> _DOCUMENT_
Feminism and the birth of Wonder Woman

The success of the superhero comic blockbuster Wonder Woman – the sixth biggest grossing film in New Zealand this year at $3.6 million – contrasts with the feeble returns for film on her origins, Professor Martson and the Wonder Women.

On Mojo, it ranks a lowly 296 out 352 in the 2017 rankings despite a fascinating backstory detailed in a book, The Secret History of Wonder Woman, by historian Jill Leporte.

William Moulton Marston and his wife, Sadie Elizabeth Holloway, were both born in 1893, first met as schoolchildren in Boston after Holloway’s parents emigrated from the Isle of Man, and married in 1915 when both were at university.

They were both above-average students and were swept up in the radical movements of the 1920s – women’s suffrage, socialism and free-thinking lifestyles.

In 1921, after 10 years at Harvard, Marston graduated with a PhD and three degrees. He found a niche as a lecturer and researcher in psychology, while Holloway, who preferred being called Elizabeth, failed to overcome prejudice against hiring female academics.

Refused a doctorate at Harvard, she graduated from Radcliffe, the women’s college, but worked with her husband on his first major discovery, a lie detector test.  

The polygraph could detect false statements by changes in blood pressure. Marston had worked on prototypes while doing army service in 1918.

While others made a commercial success out of similar devices, Marston preferred to pursue an academic career based on his psychological theories.

William Marston, right, using a lie detector. Olive Byrne is behind the screen

Although Marton had several setbacks, including a court case over the lie detector, a turning point came in 1925 when he met a student at Tufts University, Olive Byrne.

Her mother, Ethel, and auntie, Margaret Sanger, were staunch feminists, who advocated birth control and equal rights.

Olive was immediately attracted to the Marstons and their social experiments, which had moved on from lie detection to sexuality. These included notions about the superiority of women and the need for male superiority.

After graduation, Olive moved into the Marston household. By this time, Elizabeth was in publishing but, in her mid-30s, wanted a family.

Olive was also writing articles for publication but soon became a full-time baby carer, first with Elizabeth’s son born in 1928 and, in 1931, her own son. A year or so later, both women gave birth again within five months.

Olive had concocted an imaginary marriage and described herself as a widow, as the household maintained appearances for the outside world.

> _RECORD EXTRACTS_

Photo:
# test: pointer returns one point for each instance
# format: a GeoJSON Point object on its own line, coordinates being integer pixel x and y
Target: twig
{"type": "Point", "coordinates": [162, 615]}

...

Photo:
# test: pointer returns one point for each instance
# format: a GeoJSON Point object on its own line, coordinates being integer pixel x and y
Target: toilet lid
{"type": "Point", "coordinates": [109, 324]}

...

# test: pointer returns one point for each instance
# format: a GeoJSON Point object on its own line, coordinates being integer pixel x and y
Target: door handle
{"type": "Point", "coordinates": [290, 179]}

> _CHALLENGE 1_
Retype the part of the Wonder Woman article starting with "Although Marton had" and going on through "wanted a family.".
> _CHALLENGE 2_
According to the Wonder Woman article, are these statements true? Answer yes or no for each, and quote the words that decide it. (a) Marston and Holloway married in 1915 while both were at university. (b) Marston turned his lie detector into a commercial success. (c) Marston met Olive Byrne in 1925, when she was a student at Tufts University.
> _CHALLENGE 3_
Rewrite the paragraph of the Wonder Woman article that begins "Olive was also writing articles" as a short list, keeping its main facts.
Use only the Wonder Woman article in your work.

> _COMPLETE ANSWER 1_
Although Marton had several setbacks, including a court case over the lie detector, a turning point came in 1925 when he met a student at Tufts University, Olive Byrne.

Her mother, Ethel, and auntie, Margaret Sanger, were staunch feminists, who advocated birth control and equal rights.

Olive was immediately attracted to the Marstons and their social experiments, which had moved on from lie detection to sexuality. These included notions about the superiority of women and the need for male superiority.

After graduation, Olive moved into the Marston household. By this time, Elizabeth was in publishing but, in her mid-30s, wanted a family.

> _COMPLETE ANSWER 2_
(a) Yes: "married in 1915 when both were at university"
(b) No: "While others made a commercial success out of similar devices, Marston preferred to pursue an academic career based on his psychological theories."
(c) Yes: "a turning point came in 1925 when he met a student at Tufts University, Olive Byrne"

> _COMPLETE ANSWER 3_
- Olive wrote articles for publication but soon became a full-time baby carer.
- She first cared for Elizabeth's son, born in 1928.
- Her own son was born in 1931.
- About a year later, both women gave birth again within five months.